D’abord un nom – Ic -, un nom qui n’en est pas un, un bout de patronyme venu de nulle part, pas vraiment de Tchécoslovaquie (ou de République Tchèque) d’où sont originaires quelques-uns de ses grands parents, non plus que de Hongrie ou de Pologne d’où ils viennent. Plutôt d’une Croatie, d’une Serbie qui n’ose pas dire son nom. Terminaison. Bout de nom échappé à une rapidité désinvolte, un peu méprisante, qui stigmatise l’étranger où qu’il soit, le Yougoslave en Pologne, le Serbe en Hongrie, le Croate en Tchécoslovaquie dans une Europe Centrale dépecée, éparpillée. Et puis il y a Hervé en France, comme Michel pour Nuridsany.
Faut-il croire ou affecter de croire que c’est en opposition (ou en complément) que l’artiste a développé une étrange boulimie qui lui faitempiler les images jusqu’à la saturation dans l’espace de la toile… D’où viennent les décisions ? Dans quel pot-au-noir de l’angoisse ou du plaisir, les manies, les phobies, les pulsions trouvent-elles leur origine ?
On voit, dans l’atelier, un homme jeune, qui discourt aisément, presque trop, qui lance des noms – Richter, Baselitz, Polke, Picabia -, parle de modernité, disserte, un rien dandy. On suit, on s’amuse. Le propos est allègre, séduisant avec le zeste de provocation nécessaire à mettre du piquant dans la conversation. Car on proteste à l’occasion, à propos de polythéismes, à propos de l’oubli de l’Histoire chez les hommes politiques, à propos du mot « compliqué » ou d’une certaine vision du XVIIº siècle et du baroque. Car il relance en souplesse et bifurque, vite fait.
Il est calme, poli, pondéré, Ic. Ses yeux se plissent souvent dans un sourire proche du rire. Lisse. Si bien qu’on s’étonne de l’entendre avouer des insomnies, une nervosité.
Nervosité ? Elle ne se voit pas, lui dit-on. « Je sais », concède-t-il en plissant les yeux.
Alors ?
Alors, il faut écarter ce qui, dans les propos, appartient à l’idéologie du moment, aux affirmations de l’heure, à ce qui change, d’une interview l’autre, en termes de références, et qui nourrit, peut-être, le débat intérieur. Aller au-delà. Aller au nerf.

────────────────────

#### Consignes
- 1) Pouvez-vous résumer l'extrait cité en deux phrases ?
- 2) Quels noms l'artiste lance-t-il dans l'atelier, d'après l'extrait cité ?

#### Données recueillies
────────────────────

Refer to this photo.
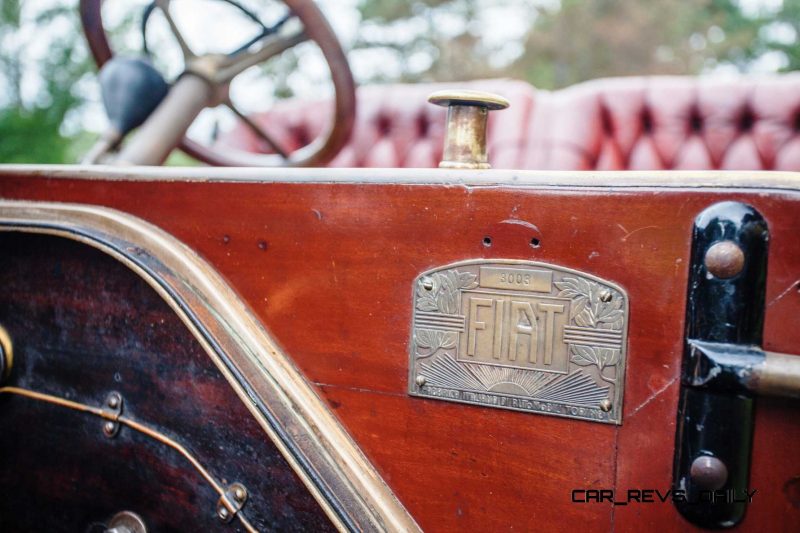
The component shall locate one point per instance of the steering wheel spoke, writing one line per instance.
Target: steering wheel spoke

────────────────────

#### Corrigé
- 1) Le nom Ic n'est qu'un bout de patronyme venu de nulle part, une terminaison née d'une rapidité méprisante qui stigmatise l'étranger dans une Europe centrale dépecée, et l'artiste, qui empile les images jusqu'à saturer la toile, s'appelle Hervé en France. Dans l'atelier, cet homme jeune, calme et poli qui discourt aisément en citant Richter, Baselitz, Polke ou Picabia avoue pourtant des insomnies et une nervosité qui ne se voit pas, si bien qu'il faut aller au-delà des propos du moment, jusqu'au nerf.

- 2) Richter, Baselitz, Polke et Picabia.